* _Directions_
Go to the line that contains "Reviewer note: every instance of the green leafy" and transcribe from there to the end of the entries, that line and the last one included.
Segment Start: Recorded information
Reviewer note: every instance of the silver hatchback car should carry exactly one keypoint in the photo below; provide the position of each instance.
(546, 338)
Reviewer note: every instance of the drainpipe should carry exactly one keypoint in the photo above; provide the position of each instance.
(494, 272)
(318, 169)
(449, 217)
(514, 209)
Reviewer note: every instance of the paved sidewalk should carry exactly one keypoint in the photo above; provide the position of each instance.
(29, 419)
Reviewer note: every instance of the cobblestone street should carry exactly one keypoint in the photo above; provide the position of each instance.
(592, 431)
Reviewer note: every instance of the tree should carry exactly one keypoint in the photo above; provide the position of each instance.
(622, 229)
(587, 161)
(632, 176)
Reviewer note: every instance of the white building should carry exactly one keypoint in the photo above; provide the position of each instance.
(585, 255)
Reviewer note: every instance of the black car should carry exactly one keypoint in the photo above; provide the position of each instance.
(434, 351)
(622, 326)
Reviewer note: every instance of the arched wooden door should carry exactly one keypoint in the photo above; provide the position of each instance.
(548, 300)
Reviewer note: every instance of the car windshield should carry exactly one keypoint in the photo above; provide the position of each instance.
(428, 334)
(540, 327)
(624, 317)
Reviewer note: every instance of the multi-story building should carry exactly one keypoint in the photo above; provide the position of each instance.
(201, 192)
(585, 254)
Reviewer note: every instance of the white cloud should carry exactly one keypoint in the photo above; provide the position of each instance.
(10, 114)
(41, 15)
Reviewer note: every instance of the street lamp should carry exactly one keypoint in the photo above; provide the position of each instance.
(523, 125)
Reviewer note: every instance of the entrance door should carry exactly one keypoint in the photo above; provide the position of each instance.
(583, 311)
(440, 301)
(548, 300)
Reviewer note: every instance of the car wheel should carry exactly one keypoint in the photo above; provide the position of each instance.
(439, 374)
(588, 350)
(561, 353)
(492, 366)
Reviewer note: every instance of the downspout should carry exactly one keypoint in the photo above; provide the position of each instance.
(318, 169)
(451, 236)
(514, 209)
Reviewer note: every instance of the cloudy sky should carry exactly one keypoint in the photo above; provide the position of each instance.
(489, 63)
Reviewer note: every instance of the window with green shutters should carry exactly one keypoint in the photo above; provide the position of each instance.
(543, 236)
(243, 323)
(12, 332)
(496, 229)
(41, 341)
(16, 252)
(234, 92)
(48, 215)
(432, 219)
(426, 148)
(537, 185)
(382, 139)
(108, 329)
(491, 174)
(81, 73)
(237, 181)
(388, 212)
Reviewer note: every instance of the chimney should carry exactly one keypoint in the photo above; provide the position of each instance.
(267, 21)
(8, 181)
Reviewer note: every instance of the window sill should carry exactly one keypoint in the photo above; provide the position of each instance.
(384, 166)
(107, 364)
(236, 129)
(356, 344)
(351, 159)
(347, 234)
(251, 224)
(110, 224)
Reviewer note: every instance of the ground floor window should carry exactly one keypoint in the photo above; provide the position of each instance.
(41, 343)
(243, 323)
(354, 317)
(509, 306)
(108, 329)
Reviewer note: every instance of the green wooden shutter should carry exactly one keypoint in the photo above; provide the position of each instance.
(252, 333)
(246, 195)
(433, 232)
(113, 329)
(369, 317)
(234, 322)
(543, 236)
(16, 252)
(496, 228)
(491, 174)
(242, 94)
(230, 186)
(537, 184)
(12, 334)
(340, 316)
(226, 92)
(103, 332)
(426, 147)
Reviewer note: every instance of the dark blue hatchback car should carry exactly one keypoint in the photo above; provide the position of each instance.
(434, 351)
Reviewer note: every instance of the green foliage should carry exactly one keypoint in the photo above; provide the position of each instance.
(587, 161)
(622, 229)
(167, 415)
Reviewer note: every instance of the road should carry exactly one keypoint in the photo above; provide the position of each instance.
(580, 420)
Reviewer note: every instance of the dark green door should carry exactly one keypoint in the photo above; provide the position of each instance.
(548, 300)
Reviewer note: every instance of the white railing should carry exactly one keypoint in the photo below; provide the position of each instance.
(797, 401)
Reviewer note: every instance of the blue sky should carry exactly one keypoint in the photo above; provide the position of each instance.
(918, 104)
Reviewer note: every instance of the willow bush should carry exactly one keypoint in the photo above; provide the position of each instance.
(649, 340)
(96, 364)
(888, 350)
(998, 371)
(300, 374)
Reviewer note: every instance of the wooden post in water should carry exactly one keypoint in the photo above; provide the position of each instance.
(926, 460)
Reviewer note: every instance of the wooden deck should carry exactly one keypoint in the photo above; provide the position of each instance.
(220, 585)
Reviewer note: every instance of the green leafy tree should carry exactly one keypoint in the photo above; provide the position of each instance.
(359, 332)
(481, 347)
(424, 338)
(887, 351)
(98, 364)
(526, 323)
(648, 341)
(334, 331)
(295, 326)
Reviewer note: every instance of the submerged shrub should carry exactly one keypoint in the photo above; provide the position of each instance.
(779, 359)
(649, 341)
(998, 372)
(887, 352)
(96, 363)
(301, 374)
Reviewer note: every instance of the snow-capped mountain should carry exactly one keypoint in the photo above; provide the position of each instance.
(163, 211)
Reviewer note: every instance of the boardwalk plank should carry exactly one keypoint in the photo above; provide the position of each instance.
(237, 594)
Segment End: Recorded information
* _Response for this exercise_
Reviewer note: every instance of the green leafy tree should carry exactly one keypoint in the photo above; provide the position of each instance.
(359, 332)
(481, 347)
(424, 338)
(887, 351)
(98, 364)
(526, 323)
(648, 341)
(334, 331)
(295, 326)
Reviewer note: every instance of the submerged shrub should carry exactly one keypoint in the photo above; provide the position of each instance.
(779, 359)
(649, 341)
(998, 372)
(887, 352)
(96, 363)
(301, 374)
Reviewer note: every instance of the snow-capped mountain should carry exactly one keypoint in the photo above; provide the position of each instance.
(163, 211)
Reviewer note: every instance of the boardwalk plank should carry exactly one keypoint in the photo above; provide the position of each instance.
(237, 594)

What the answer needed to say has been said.